_EXTRACTED MATERIAL_
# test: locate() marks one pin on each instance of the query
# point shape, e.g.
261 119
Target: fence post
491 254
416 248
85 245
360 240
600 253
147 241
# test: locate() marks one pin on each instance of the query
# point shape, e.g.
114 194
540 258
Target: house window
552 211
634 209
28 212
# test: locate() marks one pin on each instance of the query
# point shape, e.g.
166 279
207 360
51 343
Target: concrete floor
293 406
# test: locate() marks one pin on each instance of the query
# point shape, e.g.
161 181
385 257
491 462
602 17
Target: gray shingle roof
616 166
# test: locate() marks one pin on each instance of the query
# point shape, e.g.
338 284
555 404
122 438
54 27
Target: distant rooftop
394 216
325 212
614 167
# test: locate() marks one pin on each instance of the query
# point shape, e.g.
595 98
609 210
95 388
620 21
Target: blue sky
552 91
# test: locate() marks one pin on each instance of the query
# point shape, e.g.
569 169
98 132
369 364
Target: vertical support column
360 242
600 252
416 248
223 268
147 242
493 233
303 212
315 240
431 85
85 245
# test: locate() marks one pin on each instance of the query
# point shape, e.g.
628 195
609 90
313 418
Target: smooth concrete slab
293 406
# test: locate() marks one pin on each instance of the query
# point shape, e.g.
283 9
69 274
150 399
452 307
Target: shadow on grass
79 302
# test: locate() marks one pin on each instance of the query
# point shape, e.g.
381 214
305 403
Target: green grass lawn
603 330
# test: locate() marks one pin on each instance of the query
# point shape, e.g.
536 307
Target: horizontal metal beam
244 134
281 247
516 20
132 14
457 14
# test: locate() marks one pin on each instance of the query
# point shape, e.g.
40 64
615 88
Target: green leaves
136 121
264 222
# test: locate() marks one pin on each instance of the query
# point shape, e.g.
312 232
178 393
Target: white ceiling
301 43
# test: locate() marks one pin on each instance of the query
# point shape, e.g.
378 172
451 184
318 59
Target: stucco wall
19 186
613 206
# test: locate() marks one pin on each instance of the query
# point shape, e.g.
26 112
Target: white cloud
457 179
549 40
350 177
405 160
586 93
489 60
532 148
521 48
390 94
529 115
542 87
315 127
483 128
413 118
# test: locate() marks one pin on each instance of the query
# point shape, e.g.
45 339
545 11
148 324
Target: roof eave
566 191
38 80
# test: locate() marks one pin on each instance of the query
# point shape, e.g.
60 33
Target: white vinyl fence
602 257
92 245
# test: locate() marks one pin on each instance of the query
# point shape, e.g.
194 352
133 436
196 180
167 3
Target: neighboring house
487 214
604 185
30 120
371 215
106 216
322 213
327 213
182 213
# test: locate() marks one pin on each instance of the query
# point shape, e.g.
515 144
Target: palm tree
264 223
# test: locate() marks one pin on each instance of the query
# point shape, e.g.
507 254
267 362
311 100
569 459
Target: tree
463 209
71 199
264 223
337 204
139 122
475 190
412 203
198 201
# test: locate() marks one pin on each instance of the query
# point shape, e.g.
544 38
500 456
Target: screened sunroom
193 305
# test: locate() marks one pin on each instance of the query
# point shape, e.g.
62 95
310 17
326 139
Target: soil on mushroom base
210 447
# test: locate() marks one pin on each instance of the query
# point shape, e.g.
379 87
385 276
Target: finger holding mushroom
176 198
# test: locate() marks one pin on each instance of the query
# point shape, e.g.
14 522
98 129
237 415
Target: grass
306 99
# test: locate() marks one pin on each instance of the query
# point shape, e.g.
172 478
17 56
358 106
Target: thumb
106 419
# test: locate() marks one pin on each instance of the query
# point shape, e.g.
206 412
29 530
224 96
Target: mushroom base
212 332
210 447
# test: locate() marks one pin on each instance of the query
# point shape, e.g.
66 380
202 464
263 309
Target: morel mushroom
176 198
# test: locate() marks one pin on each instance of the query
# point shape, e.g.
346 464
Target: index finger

_TASK GOAL_
Copy the records above exactly.

_ANSWER BOX_
# test: locate() marks one pin on each instance of the query
# point shape, e.g.
261 119
Target: fence post
491 254
416 248
85 245
360 240
600 253
147 241
# test: locate() marks one pin on each instance of the query
# point shape, e.g.
114 194
540 258
Target: house window
552 211
634 209
28 212
# test: locate() marks one pin on each instance of the query
# point shape, e.g.
166 279
207 360
51 343
Target: concrete floor
293 406
# test: locate() marks one pin on each instance of the query
# point shape, e.g.
161 181
385 257
491 462
602 17
Target: gray shingle roof
616 166
# test: locate() marks one pin on each instance of the query
# point shape, e.g.
338 284
555 404
122 438
54 27
Target: distant rooftop
394 216
325 212
614 167
# test: locate() marks one pin on each instance of the query
# point shape, e.g.
595 98
609 210
95 388
620 21
Target: blue sky
552 91
# test: locate() marks one pin on each instance of the query
# point shape, e.g.
569 169
98 132
369 364
Target: vertical support column
360 242
600 252
416 248
223 268
147 242
493 233
303 212
315 240
431 85
85 245
# test: locate() marks one pin on each instance of the query
# point shape, e.g.
628 195
609 90
313 418
Target: smooth concrete slab
293 406
# test: locate() marks one pin on each instance of the query
# point shape, e.g.
283 9
69 274
150 399
452 307
Target: shadow on grass
79 302
# test: locate() marks one pin on each instance of the query
# point shape, e.g.
381 214
305 403
Target: green grass lawn
603 330
# test: locate() marks one pin on each instance of the query
# point shape, e.g.
536 307
Target: horizontal metal beam
244 134
281 247
516 20
132 14
457 14
# test: locate() marks one pin on each instance of the query
# point shape, e.g.
40 64
615 88
Target: green leaves
136 121
264 222
# test: locate() marks one pin on each instance of the query
# point shape, e.g.
312 232
178 393
Target: white ceiling
301 43
# test: locate() marks one pin on each instance of the query
# point shape, e.g.
378 172
451 184
318 59
Target: stucco wall
19 186
613 206
# test: locate() marks one pin on each instance of the query
# point shape, e.g.
26 112
Target: white cloud
457 179
549 40
350 177
405 160
586 93
489 60
532 148
521 48
390 94
529 115
542 87
315 127
483 128
413 118
# test: locate() marks one pin on each instance of the query
# point shape, e.g.
45 339
545 11
148 324
Target: roof eave
566 191
38 80
# test: locate() marks one pin on each instance of the query
# point shape, e.g.
60 33
Target: white vinyl fence
602 257
92 245
# test: locate() marks one pin on each instance of the query
# point shape, e.g.
194 352
133 436
196 180
167 3
Target: neighboring house
487 214
604 185
30 120
371 215
106 216
322 213
327 213
182 213
# test: locate() marks one pin on each instance of the query
# point shape, e.g.
515 144
Target: palm tree
264 223
# test: locate() marks one pin on each instance of the query
# point shape, e.g.
507 254
267 362
311 100
569 459
Target: tree
463 209
71 199
264 223
337 204
139 122
475 190
412 203
198 201
# test: locate() marks one pin on each instance of the query
# point shape, e.g.
544 38
500 456
Target: screened sunroom
193 305
# test: locate() marks one pin on each instance of the query
# point shape, e.g.
62 95
310 17
326 139
Target: soil on mushroom base
210 447
# test: locate() marks one pin on each instance of the query
# point shape, e.g.
379 87
385 276
Target: finger holding mushroom
176 198
# test: locate() marks one pin on each instance of the query
# point shape, e.g.
14 522
98 129
237 415
Target: grass
306 99
# test: locate() marks one pin on each instance of the query
# point shape, e.g.
172 478
17 56
358 106
Target: thumb
106 419
# test: locate() marks one pin on each instance of the query
# point shape, e.g.
206 412
29 530
224 96
Target: mushroom base
212 332
210 447
# test: locate() marks one pin on each instance of the query
# point shape, e.g.
66 380
202 464
263 309
Target: morel mushroom
176 198
# test: locate() marks one pin on each instance of the query
# point shape, e.g.
346 464
Target: index finger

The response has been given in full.